▸ Task instructions
The answer should hold only the lines from the one containing "like [(283, 581)]." through the one containing "like [(353, 503)]." in the entries below, copied exactly, without pictures.

┄┄┄┄┄┄

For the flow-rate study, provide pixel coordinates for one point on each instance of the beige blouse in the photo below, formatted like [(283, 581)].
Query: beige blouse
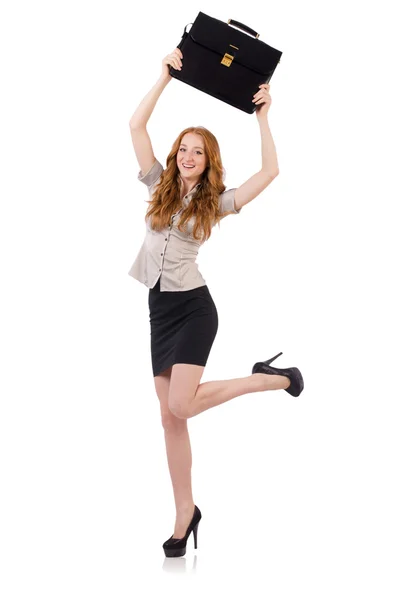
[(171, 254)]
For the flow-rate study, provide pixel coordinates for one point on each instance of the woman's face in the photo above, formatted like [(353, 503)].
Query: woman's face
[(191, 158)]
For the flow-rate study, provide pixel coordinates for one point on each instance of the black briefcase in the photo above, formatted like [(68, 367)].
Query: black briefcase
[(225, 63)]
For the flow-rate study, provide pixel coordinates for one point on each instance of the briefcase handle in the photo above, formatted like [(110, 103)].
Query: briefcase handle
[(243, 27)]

┄┄┄┄┄┄

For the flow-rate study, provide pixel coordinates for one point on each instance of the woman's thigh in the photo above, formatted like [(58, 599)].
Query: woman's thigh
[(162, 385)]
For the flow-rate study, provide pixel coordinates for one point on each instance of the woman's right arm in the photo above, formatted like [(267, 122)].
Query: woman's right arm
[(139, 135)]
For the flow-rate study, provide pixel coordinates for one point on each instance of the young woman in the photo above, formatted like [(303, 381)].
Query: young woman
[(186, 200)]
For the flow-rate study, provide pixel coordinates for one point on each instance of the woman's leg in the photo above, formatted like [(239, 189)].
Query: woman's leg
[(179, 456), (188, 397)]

┄┄┄┄┄┄

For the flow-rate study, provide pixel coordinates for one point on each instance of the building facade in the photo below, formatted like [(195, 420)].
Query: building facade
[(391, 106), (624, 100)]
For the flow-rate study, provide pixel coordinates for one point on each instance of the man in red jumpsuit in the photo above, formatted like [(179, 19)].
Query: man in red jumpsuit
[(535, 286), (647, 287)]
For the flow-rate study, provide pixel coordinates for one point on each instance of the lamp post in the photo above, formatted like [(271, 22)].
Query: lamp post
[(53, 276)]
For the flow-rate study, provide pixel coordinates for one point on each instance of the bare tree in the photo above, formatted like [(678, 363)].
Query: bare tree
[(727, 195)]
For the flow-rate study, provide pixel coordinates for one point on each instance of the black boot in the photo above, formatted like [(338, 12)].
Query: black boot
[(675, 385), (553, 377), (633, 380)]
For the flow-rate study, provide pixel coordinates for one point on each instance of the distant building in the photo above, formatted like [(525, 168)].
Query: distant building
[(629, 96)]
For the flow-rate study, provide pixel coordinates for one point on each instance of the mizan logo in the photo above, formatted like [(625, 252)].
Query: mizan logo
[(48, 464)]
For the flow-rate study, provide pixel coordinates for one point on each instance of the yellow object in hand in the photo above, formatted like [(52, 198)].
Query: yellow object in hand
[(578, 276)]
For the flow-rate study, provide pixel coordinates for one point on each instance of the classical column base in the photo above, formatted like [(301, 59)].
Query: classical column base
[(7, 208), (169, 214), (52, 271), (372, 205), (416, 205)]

┄┄┄┄┄┄

▸ Answer
For the flow-rate study, provide pixel coordinates for one point on each instance of the beige blouse in the photo below, formatted like [(283, 581)].
Query: beige blouse
[(171, 254)]
For the flow-rate study, provide pixel coordinates for one point on each instance of the woman's face in the photo above, formatted like [(353, 503)].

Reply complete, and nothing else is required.